> _Problem to work on_
Working from the top of the records below, reproduce each line exactly, ending once you have written the line containing "# for every instance of the small pebble, drop".

> _Source material_

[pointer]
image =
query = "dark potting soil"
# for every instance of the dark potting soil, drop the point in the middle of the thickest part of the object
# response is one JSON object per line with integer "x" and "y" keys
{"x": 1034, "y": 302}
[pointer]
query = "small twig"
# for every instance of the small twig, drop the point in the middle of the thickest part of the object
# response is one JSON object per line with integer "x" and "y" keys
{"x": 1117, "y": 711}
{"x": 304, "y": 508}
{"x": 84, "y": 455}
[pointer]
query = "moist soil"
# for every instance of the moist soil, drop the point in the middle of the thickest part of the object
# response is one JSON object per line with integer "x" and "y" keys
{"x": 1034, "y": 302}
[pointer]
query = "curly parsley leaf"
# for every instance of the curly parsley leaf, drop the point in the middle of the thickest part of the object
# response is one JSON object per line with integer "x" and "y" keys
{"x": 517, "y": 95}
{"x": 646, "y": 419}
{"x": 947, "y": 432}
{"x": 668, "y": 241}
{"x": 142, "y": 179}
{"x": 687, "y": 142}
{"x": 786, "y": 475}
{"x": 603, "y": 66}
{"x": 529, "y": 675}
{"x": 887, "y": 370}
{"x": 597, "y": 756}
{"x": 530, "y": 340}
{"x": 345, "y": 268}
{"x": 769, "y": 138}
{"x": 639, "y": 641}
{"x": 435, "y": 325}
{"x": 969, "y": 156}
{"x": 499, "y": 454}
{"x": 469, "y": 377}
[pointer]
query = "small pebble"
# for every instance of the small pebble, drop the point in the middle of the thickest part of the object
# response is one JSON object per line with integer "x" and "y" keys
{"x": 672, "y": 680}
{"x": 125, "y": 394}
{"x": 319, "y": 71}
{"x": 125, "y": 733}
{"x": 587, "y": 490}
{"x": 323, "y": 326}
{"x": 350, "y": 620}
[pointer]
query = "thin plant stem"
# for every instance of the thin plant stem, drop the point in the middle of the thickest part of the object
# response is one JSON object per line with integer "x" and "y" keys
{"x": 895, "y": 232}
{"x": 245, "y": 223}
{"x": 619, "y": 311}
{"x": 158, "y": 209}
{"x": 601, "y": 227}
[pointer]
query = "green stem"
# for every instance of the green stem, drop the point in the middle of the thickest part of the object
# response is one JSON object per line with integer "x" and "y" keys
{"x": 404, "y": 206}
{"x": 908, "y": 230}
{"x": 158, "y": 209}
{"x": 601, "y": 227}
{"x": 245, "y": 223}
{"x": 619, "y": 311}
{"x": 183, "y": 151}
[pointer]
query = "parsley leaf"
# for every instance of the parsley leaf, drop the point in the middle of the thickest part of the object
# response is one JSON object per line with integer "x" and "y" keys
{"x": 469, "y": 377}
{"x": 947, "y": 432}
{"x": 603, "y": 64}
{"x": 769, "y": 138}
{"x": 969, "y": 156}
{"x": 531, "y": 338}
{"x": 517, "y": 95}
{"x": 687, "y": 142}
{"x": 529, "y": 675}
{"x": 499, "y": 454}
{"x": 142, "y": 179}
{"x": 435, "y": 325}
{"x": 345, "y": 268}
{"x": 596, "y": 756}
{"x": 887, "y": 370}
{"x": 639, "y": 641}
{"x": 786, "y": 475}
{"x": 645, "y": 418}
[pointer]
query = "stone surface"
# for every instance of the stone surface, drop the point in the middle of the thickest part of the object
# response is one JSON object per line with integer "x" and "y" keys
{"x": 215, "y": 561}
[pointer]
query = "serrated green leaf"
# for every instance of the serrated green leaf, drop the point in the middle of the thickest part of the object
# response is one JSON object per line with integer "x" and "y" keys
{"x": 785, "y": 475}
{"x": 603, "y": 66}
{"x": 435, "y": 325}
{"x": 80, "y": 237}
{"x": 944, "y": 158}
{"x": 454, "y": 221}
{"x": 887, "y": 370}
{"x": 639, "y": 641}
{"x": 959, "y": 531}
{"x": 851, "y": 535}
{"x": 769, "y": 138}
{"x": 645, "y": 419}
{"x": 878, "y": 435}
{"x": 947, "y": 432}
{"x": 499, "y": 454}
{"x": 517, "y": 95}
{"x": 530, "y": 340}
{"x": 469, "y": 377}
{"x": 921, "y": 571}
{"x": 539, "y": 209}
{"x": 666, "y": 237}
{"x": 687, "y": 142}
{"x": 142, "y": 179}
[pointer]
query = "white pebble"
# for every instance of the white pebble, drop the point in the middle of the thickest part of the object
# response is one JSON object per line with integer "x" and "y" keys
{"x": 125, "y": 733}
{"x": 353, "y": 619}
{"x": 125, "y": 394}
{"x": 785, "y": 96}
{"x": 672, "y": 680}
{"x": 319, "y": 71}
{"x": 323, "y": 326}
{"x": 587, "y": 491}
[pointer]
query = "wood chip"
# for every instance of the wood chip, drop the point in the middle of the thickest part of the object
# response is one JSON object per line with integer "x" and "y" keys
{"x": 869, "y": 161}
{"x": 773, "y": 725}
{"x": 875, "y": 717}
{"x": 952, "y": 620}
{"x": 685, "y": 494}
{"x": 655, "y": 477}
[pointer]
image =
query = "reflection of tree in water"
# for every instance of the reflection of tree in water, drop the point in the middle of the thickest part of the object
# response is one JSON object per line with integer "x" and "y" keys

> _Response to the task_
[pointer]
image =
query = "dark potting soil"
# for every instance of the dark potting soil, drop the point in the middle of the thickest part of the object
# response is one JSON object per line with integer "x" and "y" keys
{"x": 1034, "y": 302}
[pointer]
query = "small twig"
# for every instance of the small twig, drop the point in the middle of the thickest part of the object
# response is one JSON object per line with integer "x" and "y" keys
{"x": 1117, "y": 711}
{"x": 304, "y": 508}
{"x": 84, "y": 455}
[pointer]
query = "moist soil"
# for every instance of the moist soil, drop the point in the middle of the thickest part of the object
# response is one JSON object per line with integer "x" and "y" keys
{"x": 1034, "y": 302}
[pointer]
query = "curly parsley leaf"
# for every instance of the curly parsley leaf, drop the point in the middle of the thickest part of the object
# response is one JSON object per line with integer "x" and "y" keys
{"x": 517, "y": 95}
{"x": 646, "y": 419}
{"x": 947, "y": 432}
{"x": 668, "y": 241}
{"x": 142, "y": 179}
{"x": 687, "y": 142}
{"x": 786, "y": 475}
{"x": 603, "y": 66}
{"x": 529, "y": 675}
{"x": 887, "y": 370}
{"x": 597, "y": 756}
{"x": 530, "y": 340}
{"x": 345, "y": 268}
{"x": 769, "y": 138}
{"x": 639, "y": 641}
{"x": 435, "y": 325}
{"x": 969, "y": 156}
{"x": 499, "y": 454}
{"x": 469, "y": 377}
[pointer]
query = "small pebble"
# for every instance of the small pebble, drop the point in the middle of the thickest part of the object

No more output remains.